PROBLEM DETAILS>
From the records below, transcribe only the lines running from the one with "positive clicks: (114, 957)" through the one with "positive clicks: (1230, 1208)". Keep both of those end lines.

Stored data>
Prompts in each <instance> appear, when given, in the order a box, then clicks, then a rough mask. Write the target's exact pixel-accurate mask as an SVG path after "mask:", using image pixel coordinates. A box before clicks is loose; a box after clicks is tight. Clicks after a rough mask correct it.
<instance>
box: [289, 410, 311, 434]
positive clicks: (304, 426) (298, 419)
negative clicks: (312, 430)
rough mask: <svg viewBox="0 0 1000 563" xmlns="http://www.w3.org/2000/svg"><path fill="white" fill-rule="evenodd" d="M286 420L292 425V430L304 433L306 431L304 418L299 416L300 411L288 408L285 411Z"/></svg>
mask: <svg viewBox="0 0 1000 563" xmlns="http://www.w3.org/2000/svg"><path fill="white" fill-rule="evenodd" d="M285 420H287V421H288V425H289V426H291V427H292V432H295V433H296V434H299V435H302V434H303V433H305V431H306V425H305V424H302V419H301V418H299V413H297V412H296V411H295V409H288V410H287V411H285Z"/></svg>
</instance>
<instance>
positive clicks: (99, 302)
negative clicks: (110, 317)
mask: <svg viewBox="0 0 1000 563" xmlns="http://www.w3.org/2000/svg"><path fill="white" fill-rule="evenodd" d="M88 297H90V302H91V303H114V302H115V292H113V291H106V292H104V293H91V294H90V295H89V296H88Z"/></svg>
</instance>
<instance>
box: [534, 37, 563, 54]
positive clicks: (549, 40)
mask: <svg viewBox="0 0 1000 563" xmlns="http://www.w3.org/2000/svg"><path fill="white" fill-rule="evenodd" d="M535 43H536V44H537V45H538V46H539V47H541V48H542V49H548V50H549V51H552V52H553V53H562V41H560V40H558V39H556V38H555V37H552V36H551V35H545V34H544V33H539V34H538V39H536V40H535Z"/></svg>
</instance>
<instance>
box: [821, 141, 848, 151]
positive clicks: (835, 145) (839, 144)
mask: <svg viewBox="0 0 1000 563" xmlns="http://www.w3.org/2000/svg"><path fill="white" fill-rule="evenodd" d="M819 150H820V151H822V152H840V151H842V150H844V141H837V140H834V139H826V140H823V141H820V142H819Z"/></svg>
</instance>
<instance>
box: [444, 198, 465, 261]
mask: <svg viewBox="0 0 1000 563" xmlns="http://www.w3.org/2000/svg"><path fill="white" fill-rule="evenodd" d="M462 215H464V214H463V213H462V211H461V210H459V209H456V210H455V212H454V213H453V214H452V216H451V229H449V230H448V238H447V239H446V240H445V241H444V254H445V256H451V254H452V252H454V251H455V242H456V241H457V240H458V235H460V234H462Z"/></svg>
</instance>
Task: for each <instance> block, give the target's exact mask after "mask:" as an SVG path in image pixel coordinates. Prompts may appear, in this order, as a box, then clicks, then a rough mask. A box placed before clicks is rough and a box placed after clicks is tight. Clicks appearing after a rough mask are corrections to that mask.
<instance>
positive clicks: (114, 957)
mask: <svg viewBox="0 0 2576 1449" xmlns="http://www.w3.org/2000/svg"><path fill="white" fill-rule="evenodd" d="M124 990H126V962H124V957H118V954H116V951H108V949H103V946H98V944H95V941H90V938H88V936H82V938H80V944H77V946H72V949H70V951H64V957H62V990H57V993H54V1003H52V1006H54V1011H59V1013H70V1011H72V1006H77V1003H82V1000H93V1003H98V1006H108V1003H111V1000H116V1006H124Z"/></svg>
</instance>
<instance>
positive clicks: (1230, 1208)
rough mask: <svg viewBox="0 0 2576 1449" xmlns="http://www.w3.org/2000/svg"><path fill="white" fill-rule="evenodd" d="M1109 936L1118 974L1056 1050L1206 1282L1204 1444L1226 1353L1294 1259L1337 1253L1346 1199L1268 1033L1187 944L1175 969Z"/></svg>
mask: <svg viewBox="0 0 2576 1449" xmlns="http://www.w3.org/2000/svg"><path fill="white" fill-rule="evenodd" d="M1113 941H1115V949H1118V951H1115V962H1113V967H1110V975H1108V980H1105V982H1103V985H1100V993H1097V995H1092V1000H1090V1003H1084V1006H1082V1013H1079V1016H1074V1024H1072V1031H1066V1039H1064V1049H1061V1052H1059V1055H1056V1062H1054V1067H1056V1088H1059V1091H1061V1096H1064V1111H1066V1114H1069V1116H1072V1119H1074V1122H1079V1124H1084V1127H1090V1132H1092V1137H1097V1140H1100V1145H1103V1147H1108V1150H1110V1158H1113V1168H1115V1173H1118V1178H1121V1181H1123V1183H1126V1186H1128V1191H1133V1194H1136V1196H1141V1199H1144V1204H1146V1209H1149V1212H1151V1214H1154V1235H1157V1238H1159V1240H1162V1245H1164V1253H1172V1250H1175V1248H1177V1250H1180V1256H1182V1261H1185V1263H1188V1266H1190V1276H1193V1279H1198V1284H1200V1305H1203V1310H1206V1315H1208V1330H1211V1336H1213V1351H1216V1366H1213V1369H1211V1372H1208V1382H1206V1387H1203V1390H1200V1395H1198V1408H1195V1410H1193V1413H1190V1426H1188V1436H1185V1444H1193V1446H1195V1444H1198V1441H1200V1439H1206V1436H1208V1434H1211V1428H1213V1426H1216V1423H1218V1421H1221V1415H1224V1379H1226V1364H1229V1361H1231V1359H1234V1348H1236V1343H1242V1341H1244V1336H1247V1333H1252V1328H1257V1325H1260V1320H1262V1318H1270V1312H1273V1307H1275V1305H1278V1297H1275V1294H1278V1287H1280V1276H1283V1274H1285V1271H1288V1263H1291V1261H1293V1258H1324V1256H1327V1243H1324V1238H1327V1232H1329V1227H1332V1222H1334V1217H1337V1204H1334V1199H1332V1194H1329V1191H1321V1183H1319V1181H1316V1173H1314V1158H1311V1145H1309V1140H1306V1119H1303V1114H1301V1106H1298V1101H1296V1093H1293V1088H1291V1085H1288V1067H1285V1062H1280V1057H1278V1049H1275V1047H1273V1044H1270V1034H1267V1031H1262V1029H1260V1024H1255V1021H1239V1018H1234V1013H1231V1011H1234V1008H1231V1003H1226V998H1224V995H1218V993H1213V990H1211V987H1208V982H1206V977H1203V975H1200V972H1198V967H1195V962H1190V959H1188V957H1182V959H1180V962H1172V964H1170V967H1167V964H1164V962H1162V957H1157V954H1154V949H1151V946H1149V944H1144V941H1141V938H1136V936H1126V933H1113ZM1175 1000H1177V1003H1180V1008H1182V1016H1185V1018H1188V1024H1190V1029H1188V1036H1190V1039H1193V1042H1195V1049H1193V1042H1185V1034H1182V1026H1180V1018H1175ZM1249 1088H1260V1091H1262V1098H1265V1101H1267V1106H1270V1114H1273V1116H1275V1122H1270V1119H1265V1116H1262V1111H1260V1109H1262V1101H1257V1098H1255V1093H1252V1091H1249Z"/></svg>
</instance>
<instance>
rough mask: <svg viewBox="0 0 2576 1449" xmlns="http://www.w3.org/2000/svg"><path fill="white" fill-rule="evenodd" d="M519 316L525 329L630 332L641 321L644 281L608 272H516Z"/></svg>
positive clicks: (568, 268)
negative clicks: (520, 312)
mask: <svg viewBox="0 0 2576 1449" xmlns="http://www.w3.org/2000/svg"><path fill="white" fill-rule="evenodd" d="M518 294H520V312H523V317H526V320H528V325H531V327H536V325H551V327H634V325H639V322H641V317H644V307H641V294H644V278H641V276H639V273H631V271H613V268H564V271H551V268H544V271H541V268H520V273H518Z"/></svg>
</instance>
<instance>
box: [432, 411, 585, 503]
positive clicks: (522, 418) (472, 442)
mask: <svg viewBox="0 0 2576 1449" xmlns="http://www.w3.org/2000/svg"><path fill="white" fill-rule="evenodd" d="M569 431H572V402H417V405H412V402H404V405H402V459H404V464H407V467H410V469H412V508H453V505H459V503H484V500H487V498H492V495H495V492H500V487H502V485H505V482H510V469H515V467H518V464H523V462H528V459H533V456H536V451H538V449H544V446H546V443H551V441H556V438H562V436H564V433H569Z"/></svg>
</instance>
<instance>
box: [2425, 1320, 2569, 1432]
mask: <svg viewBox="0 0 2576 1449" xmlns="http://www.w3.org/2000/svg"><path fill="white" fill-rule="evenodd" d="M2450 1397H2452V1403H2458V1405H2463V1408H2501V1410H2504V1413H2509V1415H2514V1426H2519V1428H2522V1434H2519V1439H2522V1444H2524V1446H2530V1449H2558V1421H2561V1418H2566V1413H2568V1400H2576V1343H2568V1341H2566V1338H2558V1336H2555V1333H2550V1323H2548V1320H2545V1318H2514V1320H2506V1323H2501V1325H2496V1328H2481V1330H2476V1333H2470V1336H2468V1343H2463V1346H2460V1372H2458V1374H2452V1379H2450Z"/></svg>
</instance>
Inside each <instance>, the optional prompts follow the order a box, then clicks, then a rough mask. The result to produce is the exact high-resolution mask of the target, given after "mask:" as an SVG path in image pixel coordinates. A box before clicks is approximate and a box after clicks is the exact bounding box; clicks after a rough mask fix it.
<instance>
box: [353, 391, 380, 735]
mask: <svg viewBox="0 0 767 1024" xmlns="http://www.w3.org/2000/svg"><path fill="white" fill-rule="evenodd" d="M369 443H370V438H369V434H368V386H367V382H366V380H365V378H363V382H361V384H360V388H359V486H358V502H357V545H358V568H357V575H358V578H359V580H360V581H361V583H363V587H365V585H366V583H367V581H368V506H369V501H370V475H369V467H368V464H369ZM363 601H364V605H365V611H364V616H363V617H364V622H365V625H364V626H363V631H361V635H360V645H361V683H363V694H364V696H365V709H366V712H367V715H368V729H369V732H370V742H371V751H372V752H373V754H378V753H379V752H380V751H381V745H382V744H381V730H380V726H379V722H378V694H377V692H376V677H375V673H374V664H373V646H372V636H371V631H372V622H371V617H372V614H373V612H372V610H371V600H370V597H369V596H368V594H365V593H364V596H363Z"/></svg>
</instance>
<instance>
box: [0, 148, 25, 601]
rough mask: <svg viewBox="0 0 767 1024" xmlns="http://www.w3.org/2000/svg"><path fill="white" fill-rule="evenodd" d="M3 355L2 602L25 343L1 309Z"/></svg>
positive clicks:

EXERCISE OUTPUT>
positive clicks: (114, 957)
mask: <svg viewBox="0 0 2576 1449" xmlns="http://www.w3.org/2000/svg"><path fill="white" fill-rule="evenodd" d="M124 990H126V962H124V957H118V954H116V951H108V949H103V946H98V944H95V941H90V938H88V936H82V938H80V944H77V946H72V949H70V951H64V957H62V990H57V993H54V1003H52V1006H54V1011H59V1013H70V1011H72V1006H77V1003H82V1000H93V1003H98V1006H108V1003H111V1000H116V1006H124Z"/></svg>
</instance>
<instance>
positive clicks: (1230, 1208)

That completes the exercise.